■ WHAT TO WORK ON
**1)** In the DataSourceV2 thread, which word does Ted Yu suggest should replace the last word of the quoted sentence?
**2)** Carry on the DataSourceV2 thread from its final line.
── QUOTED TEXT ──
Re: DataSourceV2 write input requirements

Ted Yu Wed, 28 Mar 2018 19:55:10 -0700

bq. this shuffle could outweigh the benefits of the organized data if the
cardinality is lower.


I wonder if you meant higher in place of the last word above.

Cheers

On Wed, Mar 28, 2018 at 7:50 PM, Russell Spitzer <russell.spit...@gmail.com>
wrote:

> For added color, one thing that I may want to consider as a data source
> implementer is the cost / benefit of applying a particular clustering. For
> example, a dataset with low cardinality in the clustering key could benefit
> greatly from clustering on that key before writing to Cassandra since
> Cassandra can benefit from these sorts of batching. But the cost of
> performing this shuffle could outweigh the benefits of the organized data
> if the cardinality is lower.
>
> I imagine other sources might have similar benefit calculations. Doing a
> particular sort or clustering can provide increased throughput but only in
> certain situations based on some facts about the data.
>
>
> For a concrete example here.
>
> Cassandra can insert records with the same partition-key faster if they
> arrive in the same payload. But this is only beneficial if the incoming
> dataset has multiple entries for the same partition key. If the incoming
> source does not have any duplicates then there is no benefit to requiring a
> sort or partitioning.
───
── DATA SECTION ──
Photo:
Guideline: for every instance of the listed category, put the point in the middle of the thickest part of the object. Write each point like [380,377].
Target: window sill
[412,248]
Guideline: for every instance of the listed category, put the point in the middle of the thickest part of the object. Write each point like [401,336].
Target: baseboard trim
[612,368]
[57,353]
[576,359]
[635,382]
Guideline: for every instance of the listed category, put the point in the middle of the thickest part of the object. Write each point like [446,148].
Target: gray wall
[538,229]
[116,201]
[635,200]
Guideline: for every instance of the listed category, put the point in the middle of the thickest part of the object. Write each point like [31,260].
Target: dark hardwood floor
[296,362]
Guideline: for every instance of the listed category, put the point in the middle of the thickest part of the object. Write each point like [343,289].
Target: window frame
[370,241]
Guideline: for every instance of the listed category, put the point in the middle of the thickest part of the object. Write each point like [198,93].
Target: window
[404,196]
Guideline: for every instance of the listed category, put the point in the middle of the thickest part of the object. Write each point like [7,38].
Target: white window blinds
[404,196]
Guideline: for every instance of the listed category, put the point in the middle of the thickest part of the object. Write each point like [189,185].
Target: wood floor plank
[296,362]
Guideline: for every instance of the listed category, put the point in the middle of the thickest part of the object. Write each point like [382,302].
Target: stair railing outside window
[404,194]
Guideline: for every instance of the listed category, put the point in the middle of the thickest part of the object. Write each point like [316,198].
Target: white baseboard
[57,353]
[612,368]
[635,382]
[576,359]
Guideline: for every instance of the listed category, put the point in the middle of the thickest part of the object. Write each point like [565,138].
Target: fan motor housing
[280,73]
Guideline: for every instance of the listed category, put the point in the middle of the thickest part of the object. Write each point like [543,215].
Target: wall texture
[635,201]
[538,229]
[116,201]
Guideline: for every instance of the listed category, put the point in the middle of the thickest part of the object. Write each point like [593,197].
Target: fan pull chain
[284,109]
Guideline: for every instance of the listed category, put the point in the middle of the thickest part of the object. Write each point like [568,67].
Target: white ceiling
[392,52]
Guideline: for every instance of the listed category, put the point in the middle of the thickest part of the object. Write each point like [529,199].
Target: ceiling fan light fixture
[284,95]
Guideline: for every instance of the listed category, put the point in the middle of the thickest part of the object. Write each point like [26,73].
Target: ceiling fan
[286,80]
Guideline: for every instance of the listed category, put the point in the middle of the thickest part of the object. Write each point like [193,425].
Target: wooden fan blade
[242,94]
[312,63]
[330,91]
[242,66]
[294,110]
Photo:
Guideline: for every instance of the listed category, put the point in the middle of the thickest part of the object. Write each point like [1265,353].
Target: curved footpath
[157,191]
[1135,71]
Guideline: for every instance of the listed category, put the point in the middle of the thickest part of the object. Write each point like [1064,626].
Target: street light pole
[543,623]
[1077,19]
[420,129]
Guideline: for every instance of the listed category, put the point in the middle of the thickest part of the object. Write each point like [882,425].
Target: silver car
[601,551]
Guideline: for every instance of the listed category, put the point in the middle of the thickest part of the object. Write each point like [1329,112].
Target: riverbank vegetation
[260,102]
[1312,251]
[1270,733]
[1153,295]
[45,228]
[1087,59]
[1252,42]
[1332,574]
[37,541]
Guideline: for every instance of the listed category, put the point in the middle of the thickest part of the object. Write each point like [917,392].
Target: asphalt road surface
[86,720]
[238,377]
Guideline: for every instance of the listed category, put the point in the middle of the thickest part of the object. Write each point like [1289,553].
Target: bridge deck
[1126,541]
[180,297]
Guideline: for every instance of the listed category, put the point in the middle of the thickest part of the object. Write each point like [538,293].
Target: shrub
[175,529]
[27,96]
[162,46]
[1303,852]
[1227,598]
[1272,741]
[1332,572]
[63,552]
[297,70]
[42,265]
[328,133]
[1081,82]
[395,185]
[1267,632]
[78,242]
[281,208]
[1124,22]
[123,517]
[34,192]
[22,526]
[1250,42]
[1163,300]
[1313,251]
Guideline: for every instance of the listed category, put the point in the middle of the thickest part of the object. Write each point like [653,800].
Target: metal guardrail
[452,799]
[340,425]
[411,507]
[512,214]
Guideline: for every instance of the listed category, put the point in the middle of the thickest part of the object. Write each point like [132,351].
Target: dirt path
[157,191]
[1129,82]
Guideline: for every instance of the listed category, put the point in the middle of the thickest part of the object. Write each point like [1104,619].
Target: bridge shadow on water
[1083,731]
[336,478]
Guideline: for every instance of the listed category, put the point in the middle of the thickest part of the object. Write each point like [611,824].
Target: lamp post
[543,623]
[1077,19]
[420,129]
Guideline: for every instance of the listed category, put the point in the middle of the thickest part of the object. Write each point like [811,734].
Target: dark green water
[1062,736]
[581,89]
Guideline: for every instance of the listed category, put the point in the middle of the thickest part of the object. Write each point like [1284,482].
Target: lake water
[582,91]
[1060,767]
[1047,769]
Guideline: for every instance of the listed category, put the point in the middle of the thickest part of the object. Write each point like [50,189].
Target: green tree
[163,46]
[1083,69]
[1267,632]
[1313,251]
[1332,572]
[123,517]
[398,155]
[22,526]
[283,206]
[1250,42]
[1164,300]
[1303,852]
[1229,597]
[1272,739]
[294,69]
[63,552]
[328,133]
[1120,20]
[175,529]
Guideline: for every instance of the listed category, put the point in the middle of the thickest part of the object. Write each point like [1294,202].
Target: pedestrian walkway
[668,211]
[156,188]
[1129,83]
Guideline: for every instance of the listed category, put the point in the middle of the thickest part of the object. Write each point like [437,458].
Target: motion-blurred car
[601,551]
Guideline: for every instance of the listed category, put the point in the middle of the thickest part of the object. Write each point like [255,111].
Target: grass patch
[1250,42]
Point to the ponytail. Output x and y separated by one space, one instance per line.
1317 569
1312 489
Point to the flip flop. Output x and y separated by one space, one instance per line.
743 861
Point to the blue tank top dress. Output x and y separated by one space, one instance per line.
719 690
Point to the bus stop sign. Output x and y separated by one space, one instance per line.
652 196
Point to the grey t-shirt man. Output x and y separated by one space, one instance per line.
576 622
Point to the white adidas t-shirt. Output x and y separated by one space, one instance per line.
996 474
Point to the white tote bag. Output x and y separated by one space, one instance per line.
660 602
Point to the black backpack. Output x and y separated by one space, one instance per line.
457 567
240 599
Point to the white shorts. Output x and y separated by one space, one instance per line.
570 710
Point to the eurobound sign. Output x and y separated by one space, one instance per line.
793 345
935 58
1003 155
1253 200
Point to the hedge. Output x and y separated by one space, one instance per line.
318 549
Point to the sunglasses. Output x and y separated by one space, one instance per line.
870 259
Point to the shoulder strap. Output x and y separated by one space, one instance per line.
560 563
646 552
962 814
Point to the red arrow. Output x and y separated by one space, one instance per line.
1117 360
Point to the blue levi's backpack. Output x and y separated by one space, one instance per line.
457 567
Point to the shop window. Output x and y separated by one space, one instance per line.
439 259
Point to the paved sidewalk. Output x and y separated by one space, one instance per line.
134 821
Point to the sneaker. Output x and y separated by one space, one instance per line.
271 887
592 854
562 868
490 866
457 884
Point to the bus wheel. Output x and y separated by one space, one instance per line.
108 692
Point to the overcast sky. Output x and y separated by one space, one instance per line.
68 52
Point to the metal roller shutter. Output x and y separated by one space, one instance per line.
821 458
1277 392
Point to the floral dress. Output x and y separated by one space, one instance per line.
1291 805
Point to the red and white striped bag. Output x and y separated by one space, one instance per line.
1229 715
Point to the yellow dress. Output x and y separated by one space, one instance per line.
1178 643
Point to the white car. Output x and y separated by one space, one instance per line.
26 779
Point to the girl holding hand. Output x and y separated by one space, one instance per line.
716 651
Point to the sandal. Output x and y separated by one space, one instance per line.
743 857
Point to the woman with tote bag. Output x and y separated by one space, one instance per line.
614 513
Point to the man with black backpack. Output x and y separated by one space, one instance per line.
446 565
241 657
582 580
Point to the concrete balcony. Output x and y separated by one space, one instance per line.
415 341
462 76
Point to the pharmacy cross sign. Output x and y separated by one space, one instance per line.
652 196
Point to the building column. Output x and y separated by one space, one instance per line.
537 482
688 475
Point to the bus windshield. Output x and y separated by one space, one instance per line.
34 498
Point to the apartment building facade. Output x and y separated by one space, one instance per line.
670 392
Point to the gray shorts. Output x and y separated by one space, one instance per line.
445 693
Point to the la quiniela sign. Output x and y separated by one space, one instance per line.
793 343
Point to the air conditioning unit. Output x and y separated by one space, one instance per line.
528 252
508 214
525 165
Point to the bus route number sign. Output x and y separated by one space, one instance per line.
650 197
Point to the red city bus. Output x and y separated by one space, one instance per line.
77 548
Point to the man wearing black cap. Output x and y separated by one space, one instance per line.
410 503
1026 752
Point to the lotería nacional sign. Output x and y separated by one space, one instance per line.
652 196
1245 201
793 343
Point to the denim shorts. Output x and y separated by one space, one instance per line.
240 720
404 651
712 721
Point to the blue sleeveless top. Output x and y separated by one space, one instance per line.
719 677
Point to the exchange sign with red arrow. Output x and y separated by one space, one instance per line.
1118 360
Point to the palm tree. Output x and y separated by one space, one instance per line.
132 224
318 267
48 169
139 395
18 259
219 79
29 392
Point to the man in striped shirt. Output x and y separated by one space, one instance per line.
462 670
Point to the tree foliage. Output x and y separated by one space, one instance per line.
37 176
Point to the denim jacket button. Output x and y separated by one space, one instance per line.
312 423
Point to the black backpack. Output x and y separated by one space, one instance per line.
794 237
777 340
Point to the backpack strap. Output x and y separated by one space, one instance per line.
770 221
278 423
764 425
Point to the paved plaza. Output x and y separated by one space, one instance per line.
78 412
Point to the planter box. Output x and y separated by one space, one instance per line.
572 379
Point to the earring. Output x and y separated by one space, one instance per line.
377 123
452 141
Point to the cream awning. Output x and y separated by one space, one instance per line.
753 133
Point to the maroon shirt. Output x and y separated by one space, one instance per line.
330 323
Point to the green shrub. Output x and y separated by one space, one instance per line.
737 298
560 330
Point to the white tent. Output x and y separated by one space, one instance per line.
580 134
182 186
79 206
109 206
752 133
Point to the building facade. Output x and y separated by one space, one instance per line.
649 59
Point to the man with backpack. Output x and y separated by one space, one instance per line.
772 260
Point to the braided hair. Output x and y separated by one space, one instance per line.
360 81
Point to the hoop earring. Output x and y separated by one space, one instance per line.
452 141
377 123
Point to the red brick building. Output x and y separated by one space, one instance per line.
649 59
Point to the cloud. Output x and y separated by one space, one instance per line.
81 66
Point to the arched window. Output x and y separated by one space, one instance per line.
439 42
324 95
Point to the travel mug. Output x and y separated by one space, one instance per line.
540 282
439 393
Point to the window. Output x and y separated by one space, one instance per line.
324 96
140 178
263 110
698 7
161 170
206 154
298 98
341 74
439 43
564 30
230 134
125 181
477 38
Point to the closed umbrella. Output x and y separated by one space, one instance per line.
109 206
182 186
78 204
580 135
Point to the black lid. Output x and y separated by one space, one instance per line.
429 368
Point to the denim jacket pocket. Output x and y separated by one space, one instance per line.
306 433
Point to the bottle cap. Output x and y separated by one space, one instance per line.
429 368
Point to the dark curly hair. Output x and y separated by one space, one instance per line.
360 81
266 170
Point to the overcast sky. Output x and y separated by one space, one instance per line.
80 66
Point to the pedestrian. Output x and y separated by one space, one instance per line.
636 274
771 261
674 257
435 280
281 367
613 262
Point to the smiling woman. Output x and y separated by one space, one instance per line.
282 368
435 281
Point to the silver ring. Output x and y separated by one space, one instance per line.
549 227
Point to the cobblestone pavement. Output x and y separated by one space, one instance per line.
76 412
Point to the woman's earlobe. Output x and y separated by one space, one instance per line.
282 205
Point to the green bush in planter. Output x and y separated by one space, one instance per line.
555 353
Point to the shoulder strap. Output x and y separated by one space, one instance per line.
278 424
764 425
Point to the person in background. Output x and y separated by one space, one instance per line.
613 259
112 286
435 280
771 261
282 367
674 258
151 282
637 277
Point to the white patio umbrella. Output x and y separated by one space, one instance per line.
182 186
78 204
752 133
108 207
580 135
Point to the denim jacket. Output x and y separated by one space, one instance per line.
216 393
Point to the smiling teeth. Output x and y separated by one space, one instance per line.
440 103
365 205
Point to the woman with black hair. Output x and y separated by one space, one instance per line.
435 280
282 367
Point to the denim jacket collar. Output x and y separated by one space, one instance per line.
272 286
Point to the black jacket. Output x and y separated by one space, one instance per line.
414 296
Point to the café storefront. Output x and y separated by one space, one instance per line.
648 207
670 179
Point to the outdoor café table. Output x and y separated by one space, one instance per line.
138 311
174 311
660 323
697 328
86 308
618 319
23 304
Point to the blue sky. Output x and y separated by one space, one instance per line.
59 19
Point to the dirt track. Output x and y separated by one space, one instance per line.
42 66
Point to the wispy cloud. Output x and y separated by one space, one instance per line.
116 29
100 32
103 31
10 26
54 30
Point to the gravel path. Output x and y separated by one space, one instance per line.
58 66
───
■ ANSWERS FOR THE TASKS
**1)** Higher.

**2)**
>
> On Wed, Mar 28, 2018 at 7:14 PM Patrick Woody <patrick.woo...@gmail.com>
> wrote:
>
>> Spark would always apply the required clustering and sort order because
>>> they are required by the data source. It is reasonable for a source to
>>> reject data that isn’t properly prepared. For example, data must be written
>>> to HTable files with keys in order or else the files are invalid. Sorting
>>> should not be implemented in the sources themselves because Spark handles
>>> concerns like spilling to disk. Spark must prepare data correctly, which is
>>> why the interfaces start with “Requires”.
>>
>>
>> This was in reference to Russell's suggestion that the data source could
>> have a required sort, but only a recommended partitioning. I don't have an
>> immediate recommending use case that would come to mind though. I'm
>> definitely in sync that the data source itself shouldn't do work outside of
>> the writes themselves.
>>
>>
>> Considering the second use case you mentioned first, I don’t think it is
>>> a good idea for a table to put requirements on the number of tasks used for
>>> a write. The parallelism should be set appropriately for the data volume,
>>> which is for Spark or the user to determine. A minimum or maximum number of
>>> tasks could cause bad behavior.
>>
>> For your first use case, an explicit global ordering, the problem is that
>>> there can’t be an explicit global ordering for a table when it is populated
>>> by a series of independent writes. Each write could have a global order,
>>> but once those files are written, you have to deal with multiple sorted
>>> data sets. I think it makes sense to focus on order within data files, not
>>> order between data files.
>>
>>
>> This is where I'm interested in learning about the separation of
>> responsibilities for the data source and how "smart" it is supposed to be.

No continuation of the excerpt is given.